Pick each line containing "below" out of the records.

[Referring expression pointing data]
━━━━━━━━━━━━━━━━━━━━━━━━━━━━━━
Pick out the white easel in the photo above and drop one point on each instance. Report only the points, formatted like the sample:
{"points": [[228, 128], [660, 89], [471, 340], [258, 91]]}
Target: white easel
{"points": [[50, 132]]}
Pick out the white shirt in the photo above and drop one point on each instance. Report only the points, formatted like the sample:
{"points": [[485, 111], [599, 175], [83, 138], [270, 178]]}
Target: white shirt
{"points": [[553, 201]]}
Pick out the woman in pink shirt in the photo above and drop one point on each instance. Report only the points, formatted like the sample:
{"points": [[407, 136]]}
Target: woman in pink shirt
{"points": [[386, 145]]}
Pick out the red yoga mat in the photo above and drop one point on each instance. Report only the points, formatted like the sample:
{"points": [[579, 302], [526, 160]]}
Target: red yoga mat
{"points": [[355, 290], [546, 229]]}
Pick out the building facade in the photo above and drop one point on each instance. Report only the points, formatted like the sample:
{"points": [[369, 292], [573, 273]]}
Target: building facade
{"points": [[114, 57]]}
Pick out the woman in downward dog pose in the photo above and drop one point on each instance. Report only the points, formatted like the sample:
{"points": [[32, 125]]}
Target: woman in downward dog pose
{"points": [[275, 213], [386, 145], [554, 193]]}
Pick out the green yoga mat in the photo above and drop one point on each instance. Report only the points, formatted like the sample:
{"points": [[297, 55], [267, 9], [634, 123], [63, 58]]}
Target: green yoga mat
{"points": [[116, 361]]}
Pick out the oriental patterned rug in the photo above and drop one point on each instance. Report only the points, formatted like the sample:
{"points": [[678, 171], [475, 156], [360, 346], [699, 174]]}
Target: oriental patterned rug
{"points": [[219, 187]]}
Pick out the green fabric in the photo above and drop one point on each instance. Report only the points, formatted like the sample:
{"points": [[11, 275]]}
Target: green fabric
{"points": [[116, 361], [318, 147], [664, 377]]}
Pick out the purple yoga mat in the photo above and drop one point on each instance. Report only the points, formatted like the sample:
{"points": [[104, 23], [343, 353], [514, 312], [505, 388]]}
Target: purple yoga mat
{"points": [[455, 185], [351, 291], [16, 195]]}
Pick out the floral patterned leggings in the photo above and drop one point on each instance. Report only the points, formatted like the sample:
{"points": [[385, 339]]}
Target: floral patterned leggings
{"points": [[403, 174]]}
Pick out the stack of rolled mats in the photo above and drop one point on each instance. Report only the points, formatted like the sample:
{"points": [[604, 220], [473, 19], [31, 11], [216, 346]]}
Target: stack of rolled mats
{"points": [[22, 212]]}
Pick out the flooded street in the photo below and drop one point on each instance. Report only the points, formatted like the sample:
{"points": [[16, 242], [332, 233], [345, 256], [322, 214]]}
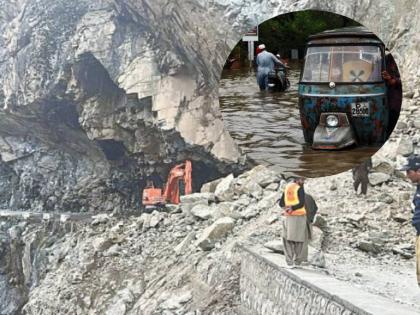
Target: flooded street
{"points": [[267, 128]]}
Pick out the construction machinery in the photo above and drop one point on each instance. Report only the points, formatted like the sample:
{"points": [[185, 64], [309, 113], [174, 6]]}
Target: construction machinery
{"points": [[179, 174]]}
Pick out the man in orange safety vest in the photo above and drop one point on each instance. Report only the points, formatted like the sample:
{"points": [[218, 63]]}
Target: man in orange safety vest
{"points": [[294, 222]]}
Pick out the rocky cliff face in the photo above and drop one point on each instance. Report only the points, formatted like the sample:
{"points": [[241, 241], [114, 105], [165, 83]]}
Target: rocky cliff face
{"points": [[95, 95]]}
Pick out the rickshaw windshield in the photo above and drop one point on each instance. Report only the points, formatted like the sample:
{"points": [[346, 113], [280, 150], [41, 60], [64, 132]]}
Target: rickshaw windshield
{"points": [[347, 64]]}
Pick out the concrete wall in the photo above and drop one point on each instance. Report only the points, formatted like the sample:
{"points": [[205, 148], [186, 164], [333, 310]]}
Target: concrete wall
{"points": [[267, 288]]}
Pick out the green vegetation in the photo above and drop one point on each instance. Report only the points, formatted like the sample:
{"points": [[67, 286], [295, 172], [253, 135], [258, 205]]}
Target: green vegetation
{"points": [[290, 31]]}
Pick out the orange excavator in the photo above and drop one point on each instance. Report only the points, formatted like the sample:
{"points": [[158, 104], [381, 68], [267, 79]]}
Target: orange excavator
{"points": [[182, 172]]}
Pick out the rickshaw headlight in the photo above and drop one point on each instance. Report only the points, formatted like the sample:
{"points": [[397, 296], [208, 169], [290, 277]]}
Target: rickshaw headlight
{"points": [[332, 121]]}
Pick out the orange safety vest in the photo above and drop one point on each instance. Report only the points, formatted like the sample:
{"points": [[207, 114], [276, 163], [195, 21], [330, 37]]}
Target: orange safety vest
{"points": [[291, 198]]}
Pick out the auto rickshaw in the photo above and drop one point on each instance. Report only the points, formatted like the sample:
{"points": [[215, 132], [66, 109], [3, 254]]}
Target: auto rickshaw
{"points": [[342, 95]]}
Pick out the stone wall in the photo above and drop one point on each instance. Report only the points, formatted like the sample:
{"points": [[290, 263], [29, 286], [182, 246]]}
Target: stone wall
{"points": [[268, 288]]}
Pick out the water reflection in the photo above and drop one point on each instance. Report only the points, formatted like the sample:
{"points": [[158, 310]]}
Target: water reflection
{"points": [[267, 127]]}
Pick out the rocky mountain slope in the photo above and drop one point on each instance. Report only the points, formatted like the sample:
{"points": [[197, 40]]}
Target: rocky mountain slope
{"points": [[97, 95]]}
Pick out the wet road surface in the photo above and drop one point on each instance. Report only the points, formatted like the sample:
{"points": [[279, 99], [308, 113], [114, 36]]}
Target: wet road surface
{"points": [[267, 128]]}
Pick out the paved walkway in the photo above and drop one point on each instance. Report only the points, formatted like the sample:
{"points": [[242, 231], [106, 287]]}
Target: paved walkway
{"points": [[319, 280]]}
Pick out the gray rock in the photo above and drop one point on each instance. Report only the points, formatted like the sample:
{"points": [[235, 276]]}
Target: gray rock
{"points": [[224, 190], [210, 187], [405, 148], [320, 221], [195, 198], [202, 211], [318, 260], [250, 212], [275, 246], [100, 219], [378, 178], [215, 232], [181, 247], [175, 301], [369, 247]]}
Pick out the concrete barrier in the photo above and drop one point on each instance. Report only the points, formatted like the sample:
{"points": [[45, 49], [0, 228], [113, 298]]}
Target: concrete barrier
{"points": [[267, 288]]}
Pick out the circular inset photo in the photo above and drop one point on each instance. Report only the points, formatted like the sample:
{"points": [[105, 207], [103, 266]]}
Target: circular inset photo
{"points": [[310, 93]]}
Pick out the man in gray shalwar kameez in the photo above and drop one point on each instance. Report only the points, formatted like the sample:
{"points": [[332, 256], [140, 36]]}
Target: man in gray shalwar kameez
{"points": [[295, 233], [265, 63]]}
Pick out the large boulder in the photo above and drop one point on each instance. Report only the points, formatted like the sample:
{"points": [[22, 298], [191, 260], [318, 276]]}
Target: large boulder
{"points": [[378, 178], [275, 246], [188, 202], [210, 187], [405, 147], [224, 190], [215, 232]]}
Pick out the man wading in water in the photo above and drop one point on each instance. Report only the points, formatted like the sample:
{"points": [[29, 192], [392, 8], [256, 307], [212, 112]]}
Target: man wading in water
{"points": [[265, 63]]}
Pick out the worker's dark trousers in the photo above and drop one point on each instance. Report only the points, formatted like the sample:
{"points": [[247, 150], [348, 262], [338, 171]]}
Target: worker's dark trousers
{"points": [[305, 248], [294, 252]]}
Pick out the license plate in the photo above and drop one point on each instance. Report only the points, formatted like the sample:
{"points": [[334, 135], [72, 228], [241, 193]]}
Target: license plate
{"points": [[360, 109]]}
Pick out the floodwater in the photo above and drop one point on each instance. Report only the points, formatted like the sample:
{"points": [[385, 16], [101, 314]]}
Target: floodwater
{"points": [[267, 128]]}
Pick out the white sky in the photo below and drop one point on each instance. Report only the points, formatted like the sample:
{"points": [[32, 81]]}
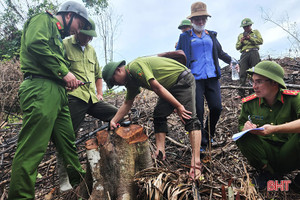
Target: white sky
{"points": [[150, 26]]}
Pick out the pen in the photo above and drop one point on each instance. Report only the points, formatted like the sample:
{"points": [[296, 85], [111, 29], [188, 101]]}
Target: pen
{"points": [[83, 83], [249, 118]]}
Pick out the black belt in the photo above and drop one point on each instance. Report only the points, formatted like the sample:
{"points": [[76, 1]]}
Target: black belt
{"points": [[183, 74], [253, 49], [31, 76]]}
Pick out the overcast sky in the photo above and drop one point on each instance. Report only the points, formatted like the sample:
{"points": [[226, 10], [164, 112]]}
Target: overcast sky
{"points": [[150, 26]]}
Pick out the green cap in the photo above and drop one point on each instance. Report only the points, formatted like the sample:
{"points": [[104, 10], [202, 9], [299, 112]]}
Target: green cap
{"points": [[109, 70], [90, 29], [271, 70], [246, 22], [185, 22]]}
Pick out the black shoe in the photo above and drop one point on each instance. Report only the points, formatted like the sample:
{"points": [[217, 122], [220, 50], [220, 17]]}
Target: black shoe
{"points": [[295, 185], [260, 181]]}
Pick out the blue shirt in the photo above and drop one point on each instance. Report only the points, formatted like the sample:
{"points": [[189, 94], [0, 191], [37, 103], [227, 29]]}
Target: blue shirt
{"points": [[202, 65]]}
━━━━━━━━━━━━━━━━━━━━━━━━━━━━━━
Exercise result:
Pick out the flooded street in the photo below and drop one point on each instance. Report only the points, formatted like the sample:
Pick out the white sky in the photo below and drop one point on each instance. Report only the points, formatted like the sample:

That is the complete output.